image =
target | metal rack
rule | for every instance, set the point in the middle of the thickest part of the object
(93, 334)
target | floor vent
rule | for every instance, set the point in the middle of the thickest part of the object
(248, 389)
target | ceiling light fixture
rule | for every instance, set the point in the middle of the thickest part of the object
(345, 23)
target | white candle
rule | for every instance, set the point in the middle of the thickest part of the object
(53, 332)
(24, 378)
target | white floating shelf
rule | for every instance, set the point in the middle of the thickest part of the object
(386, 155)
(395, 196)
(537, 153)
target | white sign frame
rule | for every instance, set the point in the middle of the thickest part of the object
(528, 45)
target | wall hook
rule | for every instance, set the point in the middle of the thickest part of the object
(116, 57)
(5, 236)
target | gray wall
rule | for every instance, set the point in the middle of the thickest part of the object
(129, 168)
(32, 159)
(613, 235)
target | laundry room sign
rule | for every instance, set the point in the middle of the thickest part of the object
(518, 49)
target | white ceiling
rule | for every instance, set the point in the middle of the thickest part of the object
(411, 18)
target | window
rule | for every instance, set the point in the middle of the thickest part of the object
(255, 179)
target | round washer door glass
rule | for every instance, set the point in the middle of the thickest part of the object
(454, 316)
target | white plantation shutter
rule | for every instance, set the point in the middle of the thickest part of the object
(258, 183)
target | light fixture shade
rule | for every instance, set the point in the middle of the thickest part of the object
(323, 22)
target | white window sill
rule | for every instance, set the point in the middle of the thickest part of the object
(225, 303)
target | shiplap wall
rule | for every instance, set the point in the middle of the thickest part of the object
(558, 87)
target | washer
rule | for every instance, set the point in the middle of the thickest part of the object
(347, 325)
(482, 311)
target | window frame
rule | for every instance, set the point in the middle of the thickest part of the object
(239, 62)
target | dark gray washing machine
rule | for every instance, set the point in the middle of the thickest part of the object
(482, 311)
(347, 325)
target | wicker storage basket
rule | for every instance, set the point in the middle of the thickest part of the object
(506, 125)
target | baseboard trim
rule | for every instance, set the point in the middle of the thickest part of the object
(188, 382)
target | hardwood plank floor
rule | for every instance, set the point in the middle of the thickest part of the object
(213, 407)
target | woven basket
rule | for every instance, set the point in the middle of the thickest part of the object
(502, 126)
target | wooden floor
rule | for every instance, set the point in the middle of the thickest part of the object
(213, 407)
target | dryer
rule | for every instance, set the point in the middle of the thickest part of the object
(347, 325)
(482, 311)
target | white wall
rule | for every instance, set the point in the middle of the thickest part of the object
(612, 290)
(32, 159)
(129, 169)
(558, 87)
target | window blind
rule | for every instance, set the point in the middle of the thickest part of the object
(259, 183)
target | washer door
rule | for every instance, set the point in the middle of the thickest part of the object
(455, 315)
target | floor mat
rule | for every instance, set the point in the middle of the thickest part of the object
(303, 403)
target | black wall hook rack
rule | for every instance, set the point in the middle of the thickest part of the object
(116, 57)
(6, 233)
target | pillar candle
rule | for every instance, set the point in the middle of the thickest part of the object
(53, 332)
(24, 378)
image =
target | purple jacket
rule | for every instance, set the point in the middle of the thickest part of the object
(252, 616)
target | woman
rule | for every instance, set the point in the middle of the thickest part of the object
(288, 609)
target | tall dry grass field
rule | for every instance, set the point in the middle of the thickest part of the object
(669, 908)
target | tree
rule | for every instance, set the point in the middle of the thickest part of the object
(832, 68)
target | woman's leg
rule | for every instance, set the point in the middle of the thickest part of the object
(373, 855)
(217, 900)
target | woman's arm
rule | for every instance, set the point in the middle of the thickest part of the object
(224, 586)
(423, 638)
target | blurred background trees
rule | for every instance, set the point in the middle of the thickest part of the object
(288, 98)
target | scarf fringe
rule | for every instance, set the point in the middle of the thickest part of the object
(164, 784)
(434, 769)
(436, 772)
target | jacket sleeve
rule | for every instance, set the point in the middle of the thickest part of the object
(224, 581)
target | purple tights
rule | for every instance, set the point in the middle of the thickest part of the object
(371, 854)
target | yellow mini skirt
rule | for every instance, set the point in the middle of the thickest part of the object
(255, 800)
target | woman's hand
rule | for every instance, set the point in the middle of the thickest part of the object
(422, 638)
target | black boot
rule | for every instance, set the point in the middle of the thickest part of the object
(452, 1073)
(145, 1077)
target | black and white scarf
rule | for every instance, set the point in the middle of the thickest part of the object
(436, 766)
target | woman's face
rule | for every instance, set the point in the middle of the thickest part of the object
☆ ☆ ☆ ☆
Set task »
Please write out everything from the line containing "target | scarf fringe", that line included, down to the very end of the records, word for word.

Exercise answer »
target | scarf fringe
rule | for every instance, set the point in the middle of the thickest part of the object
(164, 784)
(434, 769)
(436, 772)
target | jacket sleeve
rule | for every instance, set the point in the middle of the thickest part of the object
(224, 581)
target | purple tights
rule | for every instance, set the point in the middle of the thickest part of the object
(371, 854)
target | yellow mini skirt
rule | for every instance, set the point in the middle of the thickest part of the object
(255, 800)
target | woman's hand
rule | for every instance, set the point in the middle of the thickest part of the object
(422, 638)
target | black boot
rule | for every instance, set the point in the middle of the thickest part of the object
(452, 1073)
(145, 1077)
target | black and white scarf
rule | for every instance, set the point in the middle of the thickest part of the object
(436, 766)
target | woman's face
rule | for every instance, set the point in the middle of the thickest part of the object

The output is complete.